• WORK REQUIRED: Return the material below verbatim, from its first line through the line containing "positive clicks: (39, 112) (146, 32)", with that line included.

• RECORD EXCERPTS:
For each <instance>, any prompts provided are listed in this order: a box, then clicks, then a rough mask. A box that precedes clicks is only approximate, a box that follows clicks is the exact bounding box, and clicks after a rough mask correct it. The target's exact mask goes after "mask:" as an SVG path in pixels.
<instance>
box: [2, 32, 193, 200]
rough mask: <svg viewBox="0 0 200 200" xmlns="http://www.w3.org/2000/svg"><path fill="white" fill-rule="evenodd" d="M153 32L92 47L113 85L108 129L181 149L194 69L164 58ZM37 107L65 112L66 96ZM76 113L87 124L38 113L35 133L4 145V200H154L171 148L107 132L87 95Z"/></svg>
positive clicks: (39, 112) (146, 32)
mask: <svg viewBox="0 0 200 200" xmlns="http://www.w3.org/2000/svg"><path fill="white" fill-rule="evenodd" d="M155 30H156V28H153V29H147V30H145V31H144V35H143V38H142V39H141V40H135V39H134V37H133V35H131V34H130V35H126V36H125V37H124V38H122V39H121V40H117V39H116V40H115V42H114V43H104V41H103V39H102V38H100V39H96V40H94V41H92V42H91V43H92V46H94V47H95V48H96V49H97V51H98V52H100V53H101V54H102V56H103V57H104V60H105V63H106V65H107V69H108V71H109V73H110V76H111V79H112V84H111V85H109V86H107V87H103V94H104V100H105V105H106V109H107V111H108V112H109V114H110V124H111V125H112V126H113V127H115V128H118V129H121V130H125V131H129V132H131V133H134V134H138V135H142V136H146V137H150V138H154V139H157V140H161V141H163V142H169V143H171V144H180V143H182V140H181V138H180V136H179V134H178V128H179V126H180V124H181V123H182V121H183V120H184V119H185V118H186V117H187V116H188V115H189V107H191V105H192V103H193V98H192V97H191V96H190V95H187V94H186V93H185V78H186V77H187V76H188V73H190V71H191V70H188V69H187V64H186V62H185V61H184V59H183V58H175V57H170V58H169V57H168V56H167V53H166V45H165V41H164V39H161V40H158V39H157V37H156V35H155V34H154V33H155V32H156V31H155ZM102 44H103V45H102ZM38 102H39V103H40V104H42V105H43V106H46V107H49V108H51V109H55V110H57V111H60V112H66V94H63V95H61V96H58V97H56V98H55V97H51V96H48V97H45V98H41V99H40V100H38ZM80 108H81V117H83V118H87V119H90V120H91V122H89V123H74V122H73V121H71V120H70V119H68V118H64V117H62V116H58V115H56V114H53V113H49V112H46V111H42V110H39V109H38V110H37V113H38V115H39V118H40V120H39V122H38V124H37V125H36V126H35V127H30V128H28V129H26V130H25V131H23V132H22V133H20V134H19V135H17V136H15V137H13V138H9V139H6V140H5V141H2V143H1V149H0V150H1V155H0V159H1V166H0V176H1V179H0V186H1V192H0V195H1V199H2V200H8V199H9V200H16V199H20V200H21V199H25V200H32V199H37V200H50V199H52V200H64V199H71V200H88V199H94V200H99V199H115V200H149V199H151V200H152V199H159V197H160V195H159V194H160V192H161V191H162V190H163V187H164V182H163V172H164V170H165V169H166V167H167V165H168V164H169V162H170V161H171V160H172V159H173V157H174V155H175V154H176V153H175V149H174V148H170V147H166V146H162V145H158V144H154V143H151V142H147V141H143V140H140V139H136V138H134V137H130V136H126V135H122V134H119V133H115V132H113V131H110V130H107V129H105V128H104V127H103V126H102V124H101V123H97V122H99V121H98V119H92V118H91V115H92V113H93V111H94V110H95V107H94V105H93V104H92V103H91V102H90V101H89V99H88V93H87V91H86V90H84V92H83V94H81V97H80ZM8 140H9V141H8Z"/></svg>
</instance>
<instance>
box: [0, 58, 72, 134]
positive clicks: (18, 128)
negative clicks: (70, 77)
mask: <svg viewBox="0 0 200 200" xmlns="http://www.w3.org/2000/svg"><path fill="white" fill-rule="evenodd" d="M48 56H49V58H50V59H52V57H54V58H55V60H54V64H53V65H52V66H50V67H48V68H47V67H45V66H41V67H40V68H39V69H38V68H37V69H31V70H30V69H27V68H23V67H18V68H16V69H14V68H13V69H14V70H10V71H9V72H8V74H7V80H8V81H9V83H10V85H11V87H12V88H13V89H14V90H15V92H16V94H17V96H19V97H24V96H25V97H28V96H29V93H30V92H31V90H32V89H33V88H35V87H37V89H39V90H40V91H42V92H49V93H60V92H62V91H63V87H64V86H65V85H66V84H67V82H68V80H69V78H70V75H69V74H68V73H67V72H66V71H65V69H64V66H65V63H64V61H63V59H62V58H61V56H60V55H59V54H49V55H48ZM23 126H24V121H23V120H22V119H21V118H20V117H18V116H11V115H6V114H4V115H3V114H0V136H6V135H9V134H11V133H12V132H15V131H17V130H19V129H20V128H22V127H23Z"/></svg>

• ANSWER BELOW:
For each <instance>, any prompts provided are listed in this order: a box, then clicks, then a rough mask. A box that precedes clicks is only approximate, a box that follows clicks is the exact bounding box, and clicks after a rough mask correct it. The target's exact mask goes after "mask:" as an SVG path in pixels.
<instance>
box: [2, 32, 193, 200]
rough mask: <svg viewBox="0 0 200 200" xmlns="http://www.w3.org/2000/svg"><path fill="white" fill-rule="evenodd" d="M153 32L92 47L113 85L108 129L181 149L194 69L164 58ZM37 107L65 112L66 96ZM76 113L87 124L38 113L35 133L4 145V200H154L171 148L107 132L87 95Z"/></svg>
positive clicks: (39, 112) (146, 32)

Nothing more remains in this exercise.